== Aufgabe A ==
Gib aus dem Seitenauszug die Stelle wortgetreu zurück, die mit "Es ist durchaus" anfängt und bis einschließlich "Beschwerden zugemüllt wird." weitergeht.
== Aufgabe B ==
Wähle aus den Einträgen jede Zeile aus, in der das Wort "building" vorkommt, und schreib diese Zeilen unverändert ab.

== Seitenauszug ==
-=-=-
Es ist durchaus möglich, dass es Implementierungen gibt welche bei entfernten Dateisystemen in einen Polling-Betrieb umschalten, das erzeugt aber ganz ordentlich Traffic und darum lässt man es lieber ehe das Netz mit Beschwerden zugemüllt wird.

Gut - wenn Dein Chef möchte, dass da eine E-Mail generiert wird scheint das ja nicht sonderlich Zeitkritisch zu sein. Du kannst also mit Deinem Programm 1x pro Minute die Verzeichnisse abgrasen und das gemütlich auswerten lassen.

Bernd


----------



## G@st (12. Nov 2012)

@Bernd Stimmt, das ist weniger zeitkritisch, der Ordner wird täglich etwa drei, vier Mal geleert und die Daten in unser ERP-System übertragen. Wenn ein Mitarbeiter ein File aber doppelt einliest, verbuchen wir die selbe Rechnung zweimal an den Kunden, daher die kleine Überprüfung bis unsere Entwickler mit den Anpassungen nachkommen, die sich momentan ergeben. 

Danke für das Update, vor allem wie der Watcher funktioniert, das bedeutet, dass ich momentan einfach einen völlig falschen Ansatz habe. Wenn ich das Programm abgeändert habe, setze ich den neuen Quellcode noch hier rein. 

@tröööhöööt Der Fileserver liegt auf einem Windows Server. Mit den Pfadangaben hab ich alles mögliche probiert, ich bin sogar, weil ich selber an meine Blödheit gedacht hab, zum Admin gelaufen und wir haben noch ein, zwei Sachen probiert, blieb aber alles ohne Erfolg.


----------



## Bernd Hohmann (12. Nov 2012)
-=-=-
== Vorliegende Einträge ==
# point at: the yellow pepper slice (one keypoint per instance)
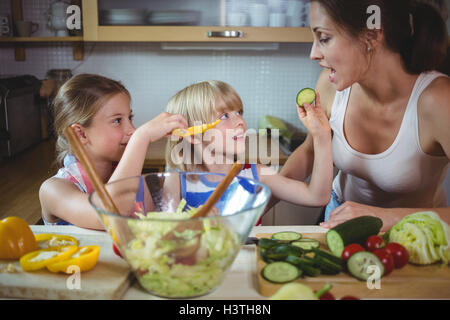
(16, 238)
(85, 258)
(195, 129)
(47, 240)
(39, 259)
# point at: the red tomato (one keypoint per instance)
(116, 251)
(327, 296)
(374, 242)
(350, 250)
(400, 254)
(387, 259)
(349, 298)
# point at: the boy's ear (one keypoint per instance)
(195, 139)
(80, 132)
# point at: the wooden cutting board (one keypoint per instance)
(410, 282)
(107, 280)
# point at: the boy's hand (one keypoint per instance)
(163, 124)
(314, 119)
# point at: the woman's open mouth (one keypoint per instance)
(332, 75)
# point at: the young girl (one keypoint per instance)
(207, 101)
(99, 110)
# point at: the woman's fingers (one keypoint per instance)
(317, 103)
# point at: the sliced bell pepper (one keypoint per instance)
(195, 129)
(39, 259)
(16, 238)
(85, 258)
(47, 240)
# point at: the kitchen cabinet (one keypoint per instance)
(20, 43)
(175, 21)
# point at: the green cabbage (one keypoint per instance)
(425, 236)
(157, 270)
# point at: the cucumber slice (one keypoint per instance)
(280, 272)
(359, 262)
(306, 95)
(306, 244)
(266, 243)
(356, 230)
(282, 251)
(305, 264)
(286, 236)
(327, 266)
(328, 256)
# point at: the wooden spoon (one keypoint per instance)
(194, 223)
(82, 156)
(122, 236)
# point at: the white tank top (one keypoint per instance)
(401, 176)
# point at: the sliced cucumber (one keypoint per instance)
(306, 95)
(287, 236)
(280, 272)
(359, 262)
(356, 230)
(306, 244)
(266, 243)
(282, 251)
(327, 266)
(305, 264)
(329, 256)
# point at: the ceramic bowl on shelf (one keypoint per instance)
(175, 17)
(172, 255)
(123, 17)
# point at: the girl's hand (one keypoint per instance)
(314, 119)
(349, 210)
(163, 124)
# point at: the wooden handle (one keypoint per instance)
(215, 196)
(82, 156)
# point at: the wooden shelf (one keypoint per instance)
(40, 39)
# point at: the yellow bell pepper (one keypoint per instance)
(195, 129)
(47, 240)
(39, 259)
(85, 258)
(16, 238)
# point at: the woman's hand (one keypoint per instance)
(314, 119)
(349, 210)
(162, 125)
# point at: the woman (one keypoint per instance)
(390, 117)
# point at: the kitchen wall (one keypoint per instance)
(266, 80)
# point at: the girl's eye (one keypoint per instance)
(324, 40)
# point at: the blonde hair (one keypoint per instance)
(199, 103)
(77, 101)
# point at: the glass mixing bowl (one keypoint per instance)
(172, 255)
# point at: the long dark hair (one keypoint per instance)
(422, 44)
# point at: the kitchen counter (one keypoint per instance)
(241, 281)
(155, 158)
(242, 273)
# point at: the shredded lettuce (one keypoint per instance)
(157, 269)
(425, 235)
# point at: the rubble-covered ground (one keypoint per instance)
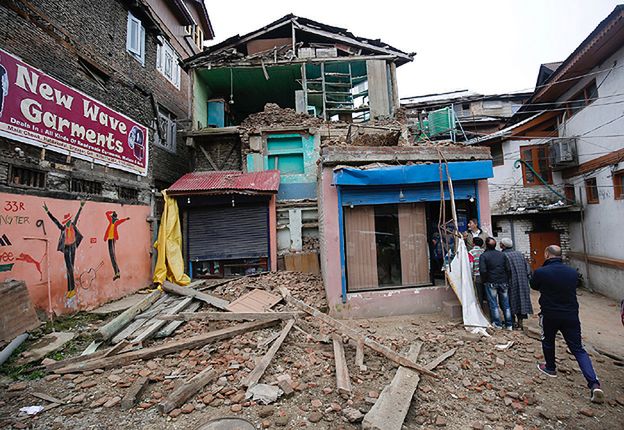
(480, 386)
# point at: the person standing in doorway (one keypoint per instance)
(111, 236)
(557, 283)
(519, 291)
(474, 230)
(69, 241)
(494, 272)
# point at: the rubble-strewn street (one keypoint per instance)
(490, 382)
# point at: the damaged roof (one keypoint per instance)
(234, 46)
(228, 181)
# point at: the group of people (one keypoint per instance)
(505, 278)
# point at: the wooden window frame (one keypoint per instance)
(618, 185)
(592, 197)
(546, 175)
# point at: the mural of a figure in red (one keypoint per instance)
(112, 236)
(69, 241)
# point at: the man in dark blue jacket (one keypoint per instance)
(557, 283)
(494, 273)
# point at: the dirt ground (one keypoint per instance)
(480, 387)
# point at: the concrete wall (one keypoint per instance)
(30, 231)
(507, 192)
(594, 123)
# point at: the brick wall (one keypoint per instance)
(53, 35)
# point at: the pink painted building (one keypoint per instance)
(378, 215)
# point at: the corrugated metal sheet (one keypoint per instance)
(264, 181)
(228, 232)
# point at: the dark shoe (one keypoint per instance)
(597, 395)
(542, 368)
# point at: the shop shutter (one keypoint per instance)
(228, 232)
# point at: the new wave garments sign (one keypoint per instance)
(39, 110)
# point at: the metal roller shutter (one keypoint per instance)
(228, 232)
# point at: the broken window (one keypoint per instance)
(135, 39)
(618, 185)
(27, 177)
(83, 186)
(167, 62)
(591, 190)
(285, 153)
(165, 135)
(536, 157)
(385, 246)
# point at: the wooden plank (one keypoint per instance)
(254, 301)
(134, 393)
(390, 409)
(359, 354)
(189, 292)
(153, 328)
(107, 331)
(343, 383)
(230, 316)
(173, 325)
(47, 398)
(187, 389)
(258, 371)
(165, 348)
(348, 331)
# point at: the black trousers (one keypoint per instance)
(69, 252)
(111, 253)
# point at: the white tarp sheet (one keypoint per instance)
(460, 278)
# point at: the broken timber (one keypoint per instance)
(390, 409)
(348, 331)
(229, 316)
(255, 375)
(133, 393)
(187, 389)
(107, 331)
(163, 349)
(343, 383)
(189, 292)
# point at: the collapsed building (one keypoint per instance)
(301, 151)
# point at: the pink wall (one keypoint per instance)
(27, 226)
(484, 205)
(273, 232)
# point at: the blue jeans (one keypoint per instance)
(570, 328)
(499, 294)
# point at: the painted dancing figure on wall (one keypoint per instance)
(112, 236)
(69, 240)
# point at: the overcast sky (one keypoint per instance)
(485, 46)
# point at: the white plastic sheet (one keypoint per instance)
(459, 276)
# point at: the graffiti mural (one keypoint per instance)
(52, 243)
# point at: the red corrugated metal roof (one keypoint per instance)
(227, 181)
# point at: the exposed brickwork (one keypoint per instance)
(53, 35)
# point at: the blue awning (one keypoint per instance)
(414, 174)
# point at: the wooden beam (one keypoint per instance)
(153, 328)
(390, 409)
(173, 325)
(108, 330)
(343, 383)
(348, 331)
(230, 316)
(164, 349)
(258, 371)
(189, 292)
(187, 389)
(134, 393)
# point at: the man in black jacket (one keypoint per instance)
(494, 272)
(557, 283)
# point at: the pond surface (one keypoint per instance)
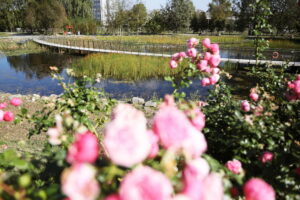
(30, 74)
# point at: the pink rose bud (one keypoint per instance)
(214, 79)
(173, 64)
(206, 43)
(254, 96)
(207, 56)
(205, 82)
(8, 116)
(215, 71)
(145, 183)
(214, 48)
(258, 189)
(202, 65)
(214, 61)
(16, 101)
(266, 157)
(192, 52)
(3, 105)
(235, 166)
(245, 106)
(85, 149)
(1, 115)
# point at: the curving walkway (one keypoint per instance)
(92, 50)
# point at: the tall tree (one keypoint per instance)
(220, 11)
(179, 14)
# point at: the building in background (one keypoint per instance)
(99, 10)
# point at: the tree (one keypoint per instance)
(137, 17)
(220, 11)
(178, 14)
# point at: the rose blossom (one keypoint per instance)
(245, 106)
(235, 166)
(1, 115)
(266, 157)
(125, 138)
(173, 64)
(8, 116)
(84, 149)
(205, 82)
(16, 101)
(258, 189)
(206, 43)
(192, 52)
(79, 183)
(3, 105)
(145, 183)
(254, 96)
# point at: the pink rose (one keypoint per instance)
(113, 197)
(54, 136)
(207, 56)
(214, 79)
(214, 48)
(16, 101)
(145, 183)
(258, 189)
(173, 64)
(266, 157)
(192, 52)
(8, 116)
(206, 43)
(1, 115)
(213, 187)
(234, 166)
(193, 42)
(245, 106)
(205, 82)
(79, 183)
(254, 96)
(214, 61)
(125, 138)
(3, 105)
(85, 149)
(202, 65)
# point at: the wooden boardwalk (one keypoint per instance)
(92, 50)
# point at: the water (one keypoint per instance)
(30, 74)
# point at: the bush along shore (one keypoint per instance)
(218, 149)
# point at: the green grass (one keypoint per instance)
(123, 67)
(11, 48)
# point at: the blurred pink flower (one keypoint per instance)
(145, 183)
(192, 52)
(254, 96)
(214, 48)
(235, 166)
(258, 189)
(205, 82)
(206, 43)
(173, 64)
(245, 106)
(85, 149)
(266, 157)
(8, 116)
(3, 105)
(79, 183)
(126, 139)
(16, 101)
(1, 115)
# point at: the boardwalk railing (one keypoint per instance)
(158, 50)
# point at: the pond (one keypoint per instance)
(30, 74)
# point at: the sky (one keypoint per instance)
(156, 4)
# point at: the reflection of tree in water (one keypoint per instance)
(37, 65)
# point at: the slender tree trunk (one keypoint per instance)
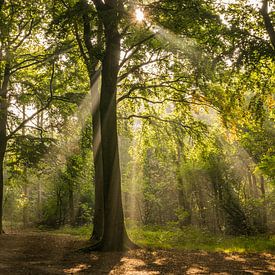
(3, 135)
(71, 205)
(25, 179)
(97, 152)
(263, 195)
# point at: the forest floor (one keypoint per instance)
(46, 253)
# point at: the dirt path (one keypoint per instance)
(41, 253)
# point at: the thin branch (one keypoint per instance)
(48, 103)
(150, 118)
(268, 23)
(136, 48)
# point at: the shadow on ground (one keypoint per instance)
(41, 253)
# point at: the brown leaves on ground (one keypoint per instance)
(41, 253)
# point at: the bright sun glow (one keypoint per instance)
(139, 15)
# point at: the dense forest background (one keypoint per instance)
(195, 113)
-=-=-
== Antwort A ==
Es ist durchaus möglich, dass es Implementierungen gibt welche bei entfernten Dateisystemen in einen Polling-Betrieb umschalten, das erzeugt aber ganz ordentlich Traffic und darum lässt man es lieber ehe das Netz mit Beschwerden zugemüllt wird.

== Antwort B ==
# point at: the pink painted building (one keypoint per instance)
# point at: the collapsed building (one keypoint per instance)
# point at: the building in background (one keypoint per instance)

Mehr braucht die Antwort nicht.